__EXERCISE TASKS__.
**a)** Answer these questions from the news article on competitive bidding for mail order diabetes supplies:
(i) What share of Medicare beneficiaries does CMS estimate already receive diabetes supplies through the mail?
(ii) What is Raul Lopez's position, and at which company?
(iii) In how many CBAs does Tim Cady plan to bid?
**b)** Extend the news article on competitive bidding for mail order diabetes supplies by writing the paragraphs that come after its last sentence.

__READING PASSAGE__.
[Start of Attachment]

YARMOUTH, Maine - When it comes to competitive bidding for mail order diabetes supplies, providers can't decide whether the program will open new doors or merely allow them to retain current clients.
For providers who offer only local delivery or regional mail order, competitive bidding could be a boon.
"We're looking at it as a growth opportunity," said Raul Lopez, director of operations for Miami Lakes, Fla.-based Bayshore Dura Medical. "Especially if you're looking into bidding in the different competitive bidding areas (CBAs), I think there's definitely some decent profit to be made with volume."
CMS estimates that 60% of Medicare beneficiaries already receive diabetes supplies through the mail. Many in the industry speculate that the agency sees NCB as a way to shift more beneficiaries to mail order.
Winning contracts in multiple CBAs or in areas that are geographically far away from their home bases will require extra effort from providers, say others. Tim Cady, president of Carlsbad, Calif.-based mail order supplier Advanced Diabetes Supply, plans to bid in all 10 CBAs. If he wins, he will have to work to win over customers beyond the West Coast where he has a strong presence.
"It could be a growth area but it depends on how aggressive Medicare is in advertising the program or how aggressive we are in advertising in those CBAs," said Cady.

[End of Attachment]

__MATERIAL SHOWN__.

[Start of Attachment]

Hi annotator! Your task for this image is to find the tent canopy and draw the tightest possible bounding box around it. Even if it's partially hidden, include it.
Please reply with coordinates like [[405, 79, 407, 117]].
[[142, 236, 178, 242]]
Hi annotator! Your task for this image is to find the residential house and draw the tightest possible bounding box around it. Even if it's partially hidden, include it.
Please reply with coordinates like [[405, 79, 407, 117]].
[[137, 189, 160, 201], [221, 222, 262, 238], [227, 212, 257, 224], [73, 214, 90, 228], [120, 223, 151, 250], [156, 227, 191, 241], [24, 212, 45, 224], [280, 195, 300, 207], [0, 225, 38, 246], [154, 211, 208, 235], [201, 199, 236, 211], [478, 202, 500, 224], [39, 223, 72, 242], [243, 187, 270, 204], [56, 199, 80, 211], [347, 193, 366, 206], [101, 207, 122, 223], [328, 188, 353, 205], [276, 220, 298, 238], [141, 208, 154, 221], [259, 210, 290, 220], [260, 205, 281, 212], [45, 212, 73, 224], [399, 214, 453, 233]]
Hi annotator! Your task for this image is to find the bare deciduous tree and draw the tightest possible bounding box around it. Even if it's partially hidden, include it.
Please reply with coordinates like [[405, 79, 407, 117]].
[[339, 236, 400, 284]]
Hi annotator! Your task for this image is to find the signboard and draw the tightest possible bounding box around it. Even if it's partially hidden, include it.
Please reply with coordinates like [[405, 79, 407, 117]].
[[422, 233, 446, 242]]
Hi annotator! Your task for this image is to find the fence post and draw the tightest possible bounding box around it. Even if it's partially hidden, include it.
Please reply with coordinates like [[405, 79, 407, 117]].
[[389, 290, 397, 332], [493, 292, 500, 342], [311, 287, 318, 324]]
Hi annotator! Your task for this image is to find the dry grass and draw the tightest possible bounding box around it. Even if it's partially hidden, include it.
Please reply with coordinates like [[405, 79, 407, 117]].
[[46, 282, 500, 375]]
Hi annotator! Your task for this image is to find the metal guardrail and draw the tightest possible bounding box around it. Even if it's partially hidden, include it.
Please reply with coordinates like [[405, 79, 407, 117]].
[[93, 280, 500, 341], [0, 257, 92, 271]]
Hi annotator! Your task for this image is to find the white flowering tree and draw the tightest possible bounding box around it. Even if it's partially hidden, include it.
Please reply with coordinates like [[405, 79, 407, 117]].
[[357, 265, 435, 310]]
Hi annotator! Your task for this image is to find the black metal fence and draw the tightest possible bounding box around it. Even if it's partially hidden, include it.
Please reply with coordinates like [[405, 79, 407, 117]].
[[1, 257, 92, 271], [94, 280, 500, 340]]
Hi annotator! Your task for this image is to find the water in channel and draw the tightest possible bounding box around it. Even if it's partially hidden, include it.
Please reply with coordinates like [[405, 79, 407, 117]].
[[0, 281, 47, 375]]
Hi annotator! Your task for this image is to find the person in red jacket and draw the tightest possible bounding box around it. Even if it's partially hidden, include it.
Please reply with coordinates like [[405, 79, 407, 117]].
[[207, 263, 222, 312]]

[End of Attachment]

__ANSWERS TO THE PROBLEMS__.
**a)**
(i) 60%
(ii) He is director of operations at Bayshore Dura Medical.
(iii) All 10

**b)**
Without advertising, winning a contract won't provide much new business, agrees Frank Suess, president of Pharma Supply in Wellington, Fla. He plans to bid in all 10 CBAs, but most of his current patients live in unaffected rural areas.
"We still have to spend money to advertise our service in those areas," said Suess. "How will the patient know to call me, (if I win contracts)?"
As with other product categories, diabetes suppliers are concerned that rock-bottom bids will force them to stop doing business with Medicare. Weaver McClure, president and owner of Med Star Diabetic Supply in Forest Hill, Texas, plans to bid in the Dallas-Fort Worth CBA, where Medicare comprises about 28% of his business. Even if he wins a contract, he's not sure how much of a boon it will be.
"You can't bid low on this type of deal because then you're stuck with it," said McClure. "There's not a lot of margin. Postage has gone up and the carriers' rates have gone up. If the bid comes in low, we're not doing Medicare."